Your instructions - Return the records as they stand. No picture is to be included.

==*==

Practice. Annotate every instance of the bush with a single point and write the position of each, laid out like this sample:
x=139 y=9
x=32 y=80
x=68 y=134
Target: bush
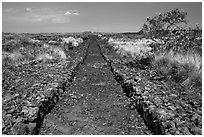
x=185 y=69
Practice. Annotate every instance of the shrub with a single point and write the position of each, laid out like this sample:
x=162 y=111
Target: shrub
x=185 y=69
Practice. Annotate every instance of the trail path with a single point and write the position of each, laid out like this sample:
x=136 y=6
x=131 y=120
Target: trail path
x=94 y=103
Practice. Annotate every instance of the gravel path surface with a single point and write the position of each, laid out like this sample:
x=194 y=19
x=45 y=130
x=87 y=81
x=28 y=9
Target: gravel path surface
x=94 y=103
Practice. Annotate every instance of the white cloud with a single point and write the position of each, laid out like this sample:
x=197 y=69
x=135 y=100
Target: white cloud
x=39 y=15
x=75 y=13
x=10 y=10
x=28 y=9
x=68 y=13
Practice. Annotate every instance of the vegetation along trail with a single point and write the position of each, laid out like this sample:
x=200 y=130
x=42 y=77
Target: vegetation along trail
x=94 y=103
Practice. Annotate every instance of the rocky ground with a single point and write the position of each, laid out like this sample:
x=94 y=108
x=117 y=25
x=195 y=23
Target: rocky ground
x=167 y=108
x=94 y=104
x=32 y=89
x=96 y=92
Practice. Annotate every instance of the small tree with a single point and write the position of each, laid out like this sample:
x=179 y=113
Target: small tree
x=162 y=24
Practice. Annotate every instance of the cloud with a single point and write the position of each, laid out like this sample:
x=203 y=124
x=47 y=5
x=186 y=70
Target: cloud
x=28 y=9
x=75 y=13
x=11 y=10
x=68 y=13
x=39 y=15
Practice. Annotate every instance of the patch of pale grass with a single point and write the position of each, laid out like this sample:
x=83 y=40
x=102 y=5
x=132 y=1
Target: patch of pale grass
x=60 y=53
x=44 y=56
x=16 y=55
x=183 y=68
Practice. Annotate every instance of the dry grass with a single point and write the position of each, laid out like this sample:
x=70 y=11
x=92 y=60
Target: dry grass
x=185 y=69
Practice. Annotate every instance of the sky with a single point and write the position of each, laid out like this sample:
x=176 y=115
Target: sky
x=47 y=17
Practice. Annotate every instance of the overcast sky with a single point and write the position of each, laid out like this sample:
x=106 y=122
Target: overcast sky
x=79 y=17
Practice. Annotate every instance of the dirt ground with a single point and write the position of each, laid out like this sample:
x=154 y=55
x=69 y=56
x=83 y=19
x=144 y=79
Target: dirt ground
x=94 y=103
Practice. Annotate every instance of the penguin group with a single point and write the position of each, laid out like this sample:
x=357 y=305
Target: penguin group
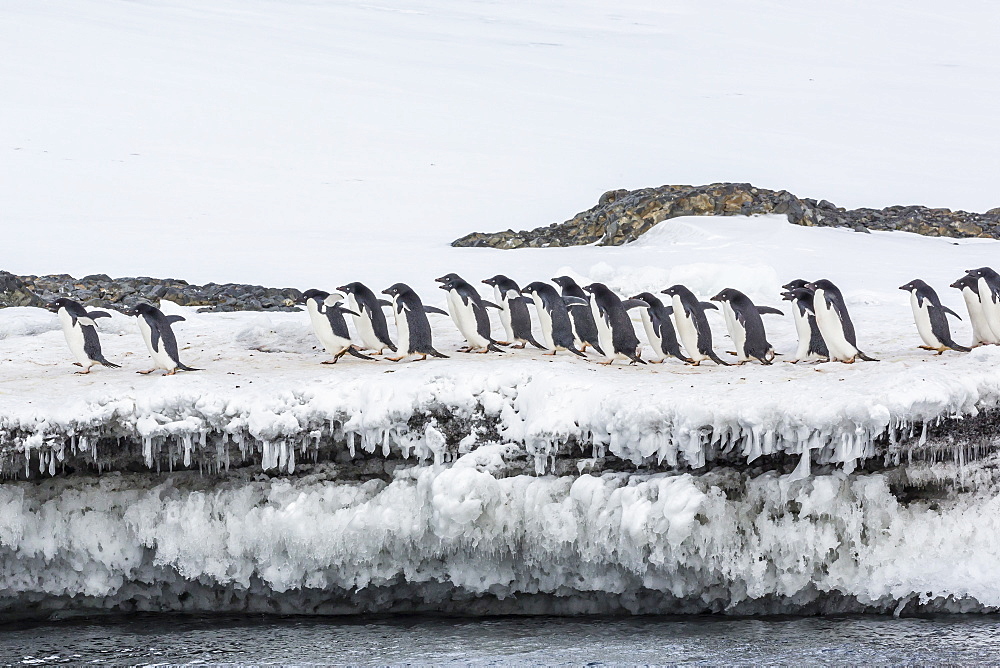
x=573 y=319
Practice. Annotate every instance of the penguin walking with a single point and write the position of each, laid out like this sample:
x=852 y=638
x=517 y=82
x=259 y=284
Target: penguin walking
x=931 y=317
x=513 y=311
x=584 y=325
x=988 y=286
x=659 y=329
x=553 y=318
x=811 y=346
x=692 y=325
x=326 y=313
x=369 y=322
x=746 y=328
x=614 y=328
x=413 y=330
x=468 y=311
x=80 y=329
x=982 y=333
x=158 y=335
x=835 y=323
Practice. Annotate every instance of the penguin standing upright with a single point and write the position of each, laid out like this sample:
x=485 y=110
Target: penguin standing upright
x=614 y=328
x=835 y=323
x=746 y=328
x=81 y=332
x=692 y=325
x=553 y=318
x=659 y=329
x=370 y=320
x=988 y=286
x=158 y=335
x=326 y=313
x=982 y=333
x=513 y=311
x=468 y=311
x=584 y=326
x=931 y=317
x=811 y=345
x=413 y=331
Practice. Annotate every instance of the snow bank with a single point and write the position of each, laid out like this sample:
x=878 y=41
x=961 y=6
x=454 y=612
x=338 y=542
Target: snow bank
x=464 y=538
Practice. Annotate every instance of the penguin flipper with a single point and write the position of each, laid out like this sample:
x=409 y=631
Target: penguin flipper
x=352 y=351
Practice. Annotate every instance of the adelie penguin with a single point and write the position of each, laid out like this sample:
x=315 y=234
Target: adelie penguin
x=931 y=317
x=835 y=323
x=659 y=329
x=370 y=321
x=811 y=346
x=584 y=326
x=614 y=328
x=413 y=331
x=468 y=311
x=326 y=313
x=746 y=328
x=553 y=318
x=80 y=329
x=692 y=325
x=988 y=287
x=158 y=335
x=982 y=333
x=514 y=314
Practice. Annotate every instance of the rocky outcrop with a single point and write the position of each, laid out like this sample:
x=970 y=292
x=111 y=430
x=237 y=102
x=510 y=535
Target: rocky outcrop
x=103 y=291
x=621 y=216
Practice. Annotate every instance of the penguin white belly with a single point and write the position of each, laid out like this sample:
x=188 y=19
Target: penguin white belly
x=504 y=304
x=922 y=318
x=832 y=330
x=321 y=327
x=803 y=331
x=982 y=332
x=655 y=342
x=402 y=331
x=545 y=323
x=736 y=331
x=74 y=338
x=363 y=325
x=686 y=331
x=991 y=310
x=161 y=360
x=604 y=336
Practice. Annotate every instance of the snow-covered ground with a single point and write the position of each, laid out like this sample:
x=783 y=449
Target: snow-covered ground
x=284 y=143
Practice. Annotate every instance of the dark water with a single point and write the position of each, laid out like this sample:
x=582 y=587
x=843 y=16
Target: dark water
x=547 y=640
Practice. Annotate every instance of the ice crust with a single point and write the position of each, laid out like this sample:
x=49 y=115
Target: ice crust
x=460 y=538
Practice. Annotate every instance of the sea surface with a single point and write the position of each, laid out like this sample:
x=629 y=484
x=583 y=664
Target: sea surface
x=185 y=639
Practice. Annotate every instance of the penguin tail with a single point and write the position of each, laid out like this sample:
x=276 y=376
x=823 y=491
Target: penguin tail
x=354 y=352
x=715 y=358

==*==

Response to this task -
Practice. Annotate every instance of the bush with a single point and write the position of each, laid out like this sample:
x=139 y=9
x=32 y=80
x=68 y=134
Target: bush
x=185 y=69
Practice. Annotate every instance of the shrub with a single point and write the position of each, laid out like this sample:
x=162 y=111
Target: shrub
x=185 y=69
Practice. Annotate every instance of the trail path with a single point and write the position of each, laid out like this sample:
x=136 y=6
x=131 y=120
Target: trail path
x=94 y=103
Practice. Annotate every instance of the gravel path surface with a single point and write the position of each, laid out like this sample:
x=194 y=19
x=45 y=130
x=87 y=81
x=28 y=9
Target: gravel path surface
x=94 y=103
Practice. Annotate every instance of the white cloud with a single point and write the position of each, laid out like this sample:
x=197 y=69
x=135 y=100
Target: white cloud
x=39 y=15
x=75 y=13
x=10 y=10
x=28 y=9
x=68 y=13
Practice. Annotate every instance of the vegetation along trail with a single point and write the position of each, laid out like this sample:
x=200 y=130
x=42 y=77
Target: vegetation along trail
x=94 y=103
Practice. Annotate every instance of the rocky ground with a single point and write the position of each, laid out like this sample:
x=94 y=108
x=117 y=25
x=195 y=23
Target: rocky ground
x=167 y=108
x=94 y=104
x=32 y=89
x=96 y=92
Practice. Annotate every instance of the small tree with a single point and write the position of each, laid out like this sample:
x=179 y=113
Target: small tree
x=162 y=24
Practice. Annotate every instance of the cloud with a single point and write the position of each, laid out like this sample:
x=203 y=124
x=47 y=5
x=186 y=70
Target: cloud
x=28 y=9
x=75 y=13
x=11 y=10
x=68 y=13
x=39 y=15
Practice. Annotate every instance of the patch of pale grass with a single point and write the position of each, laid out like this sample:
x=83 y=40
x=102 y=5
x=132 y=1
Target: patch of pale grass
x=60 y=53
x=44 y=56
x=16 y=55
x=183 y=68
Practice. Annotate every instance of the dry grass with a single point and write the position of each, laid out like this sample:
x=70 y=11
x=92 y=60
Target: dry grass
x=185 y=69
Practice. Annotate every instance of the sky with a single point and write the position of each, laid out like this sample:
x=176 y=115
Target: sky
x=47 y=17
Practice. Annotate every instance of the overcast sky with a single point and write the position of each, laid out like this sample:
x=106 y=122
Target: overcast sky
x=79 y=17
Practice. Annotate every instance of the dirt ground with a single point and write the position of each, laid out like this sample:
x=154 y=55
x=69 y=56
x=83 y=19
x=144 y=79
Target: dirt ground
x=94 y=103
Practice. Annotate every instance of the penguin group with a single point and write the position of each, laid out like this sample:
x=357 y=305
Target: penguin group
x=573 y=319
Practice. Annotate every instance of the penguin walking with a single point and write the position of each, laid out like this sample:
x=852 y=638
x=517 y=82
x=259 y=284
Target: penguin walking
x=931 y=317
x=513 y=311
x=584 y=325
x=988 y=286
x=659 y=329
x=553 y=318
x=811 y=346
x=692 y=325
x=326 y=313
x=369 y=322
x=746 y=328
x=614 y=328
x=413 y=330
x=468 y=311
x=80 y=329
x=982 y=333
x=158 y=335
x=835 y=323
Practice. Annotate every instance of the penguin standing upright with a single point and write the position of each, laid out like this sample:
x=485 y=110
Target: penguin standing upright
x=614 y=328
x=835 y=323
x=746 y=328
x=81 y=332
x=692 y=325
x=553 y=318
x=659 y=329
x=370 y=320
x=988 y=286
x=158 y=335
x=326 y=313
x=982 y=333
x=513 y=311
x=468 y=311
x=584 y=326
x=931 y=317
x=811 y=345
x=413 y=331
Practice. Annotate every instance of the snow bank with a single point and write the position of each, laid out like this sample:
x=878 y=41
x=961 y=6
x=454 y=612
x=338 y=542
Target: snow bank
x=464 y=538
Practice. Annotate every instance of the penguin flipper with a single point and write the position of each, laid out like this sample:
x=409 y=631
Target: penguin flipper
x=352 y=351
Practice. Annotate every instance of the adelie penguin with a single point and write the position of each, laid out like this sample:
x=315 y=234
Target: adelie penguin
x=931 y=317
x=835 y=323
x=659 y=329
x=370 y=321
x=811 y=346
x=584 y=326
x=614 y=328
x=413 y=331
x=468 y=311
x=326 y=313
x=746 y=328
x=553 y=318
x=80 y=329
x=692 y=325
x=988 y=287
x=158 y=335
x=982 y=333
x=514 y=314
Practice. Annotate every instance of the rocky outcrop with a single point and write the position of each, laid out like this sample:
x=970 y=292
x=111 y=430
x=237 y=102
x=510 y=535
Target: rocky outcrop
x=103 y=291
x=621 y=216
Practice. Annotate every instance of the penguin white belly with a single point and write the position of each, laid out like this sample:
x=188 y=19
Target: penguin white belly
x=504 y=304
x=922 y=318
x=832 y=330
x=321 y=327
x=803 y=331
x=982 y=332
x=655 y=342
x=402 y=331
x=545 y=323
x=736 y=331
x=74 y=338
x=363 y=325
x=686 y=331
x=991 y=310
x=161 y=360
x=604 y=336
Practice. Annotate every instance of the snow-covered ground with a single point and write the position of each, laid out like this sample:
x=783 y=449
Target: snow-covered ground
x=284 y=143
Practice. Annotate every instance of the dark water with a single point and write the position of each, laid out like this sample:
x=582 y=587
x=843 y=16
Target: dark water
x=547 y=640
Practice. Annotate every instance of the ice crust with a single point and write the position of each, laid out like this sample:
x=49 y=115
Target: ice crust
x=460 y=538
Practice. Annotate every instance of the sea surface with a single point and write the position of each, laid out like this sample:
x=629 y=484
x=583 y=664
Target: sea surface
x=185 y=639
Practice. Annotate every instance of the penguin tail with a single point and write the position of each, laid out like this sample:
x=276 y=376
x=823 y=491
Target: penguin tail
x=354 y=352
x=715 y=358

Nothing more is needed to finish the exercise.